**Written request**
Copy out every line of the material that follows, without altering a single character.
# Start of Excerpted records
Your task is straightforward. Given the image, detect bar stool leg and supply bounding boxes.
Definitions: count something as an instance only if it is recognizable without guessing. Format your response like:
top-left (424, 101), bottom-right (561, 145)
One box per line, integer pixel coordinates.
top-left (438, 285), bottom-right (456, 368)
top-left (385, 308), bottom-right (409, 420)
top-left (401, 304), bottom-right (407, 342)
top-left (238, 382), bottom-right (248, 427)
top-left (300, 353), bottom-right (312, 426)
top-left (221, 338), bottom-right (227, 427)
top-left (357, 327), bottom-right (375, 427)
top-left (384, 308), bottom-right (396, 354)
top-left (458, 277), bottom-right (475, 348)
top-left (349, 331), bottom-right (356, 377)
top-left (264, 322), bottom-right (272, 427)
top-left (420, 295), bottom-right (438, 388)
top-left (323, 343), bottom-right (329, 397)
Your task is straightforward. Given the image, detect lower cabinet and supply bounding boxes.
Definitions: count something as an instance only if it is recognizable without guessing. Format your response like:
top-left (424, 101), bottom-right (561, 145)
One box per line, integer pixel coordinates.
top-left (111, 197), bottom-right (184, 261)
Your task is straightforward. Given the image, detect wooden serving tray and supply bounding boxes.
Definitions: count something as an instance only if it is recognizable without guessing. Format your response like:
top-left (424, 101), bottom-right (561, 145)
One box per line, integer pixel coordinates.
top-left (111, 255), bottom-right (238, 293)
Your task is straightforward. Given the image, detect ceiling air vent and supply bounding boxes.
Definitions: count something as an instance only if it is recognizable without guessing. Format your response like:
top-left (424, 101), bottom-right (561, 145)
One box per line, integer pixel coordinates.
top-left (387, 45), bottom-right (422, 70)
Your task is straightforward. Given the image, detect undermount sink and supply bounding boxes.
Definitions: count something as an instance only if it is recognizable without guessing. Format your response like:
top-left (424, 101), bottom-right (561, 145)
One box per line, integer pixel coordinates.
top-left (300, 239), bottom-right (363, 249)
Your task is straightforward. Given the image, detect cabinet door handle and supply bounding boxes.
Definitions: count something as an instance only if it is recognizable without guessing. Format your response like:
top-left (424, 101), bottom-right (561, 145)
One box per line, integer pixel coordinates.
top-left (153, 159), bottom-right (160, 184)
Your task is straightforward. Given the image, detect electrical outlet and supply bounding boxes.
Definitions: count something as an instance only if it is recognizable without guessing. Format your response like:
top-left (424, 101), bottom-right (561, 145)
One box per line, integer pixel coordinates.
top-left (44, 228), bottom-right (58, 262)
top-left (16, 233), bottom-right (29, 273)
# End of Excerpted records
**Solution for this problem**
Your task is straightforward. Given the image, detect bar stool leg and supply bounding boxes.
Definitions: count something as an instance only if it is recognizable without guessing. Format your response like:
top-left (424, 101), bottom-right (561, 145)
One box per line, integer pixel coordinates.
top-left (438, 285), bottom-right (456, 368)
top-left (385, 308), bottom-right (409, 420)
top-left (401, 304), bottom-right (407, 342)
top-left (238, 382), bottom-right (248, 427)
top-left (300, 353), bottom-right (312, 426)
top-left (221, 338), bottom-right (227, 427)
top-left (357, 327), bottom-right (375, 427)
top-left (384, 308), bottom-right (396, 354)
top-left (458, 277), bottom-right (475, 348)
top-left (349, 331), bottom-right (356, 377)
top-left (264, 322), bottom-right (272, 427)
top-left (420, 295), bottom-right (438, 388)
top-left (323, 343), bottom-right (329, 397)
Your task is straightforward. Given the image, detect lower cabinet and supply bounding boxes.
Definitions: count something as an instance only if it is recognizable without guessing. Format your response like:
top-left (424, 101), bottom-right (561, 145)
One box per line, integer pixel coordinates.
top-left (111, 197), bottom-right (184, 261)
Your task is straightforward. Given the image, detect wooden serving tray and supply bounding boxes.
Definitions: count something as an instance only if it is recognizable without guessing. Format your response like:
top-left (424, 101), bottom-right (561, 145)
One box per line, integer pixel coordinates.
top-left (111, 255), bottom-right (238, 293)
Your task is straightforward. Given the image, detect ceiling air vent and supply bounding boxes.
Definitions: count something as an instance only if it is recognizable without guessing. Format your response like:
top-left (424, 101), bottom-right (561, 145)
One box per line, integer pixel coordinates.
top-left (387, 45), bottom-right (422, 70)
Your task is straightforward. Given the image, detect undermount sink and supply bounding boxes.
Definitions: count something as an instance only if it is recognizable without guessing. Format your response like:
top-left (424, 101), bottom-right (561, 145)
One box per line, integer pixel coordinates.
top-left (300, 239), bottom-right (363, 249)
Your task is straightforward. Given the image, detect cabinet door handle and supply bounding boxes.
Definitions: count something as an instance only if it is recognizable without guessing. Format your response like:
top-left (424, 101), bottom-right (561, 145)
One box per line, integer pixel coordinates.
top-left (153, 159), bottom-right (160, 184)
Your task is straightforward. Given the image, detect electrical outlet and supply bounding boxes.
Definitions: count something as an instance only if it is recognizable without guessing. Format your response like:
top-left (424, 101), bottom-right (561, 145)
One box per line, integer pixel coordinates.
top-left (44, 228), bottom-right (58, 262)
top-left (16, 233), bottom-right (29, 273)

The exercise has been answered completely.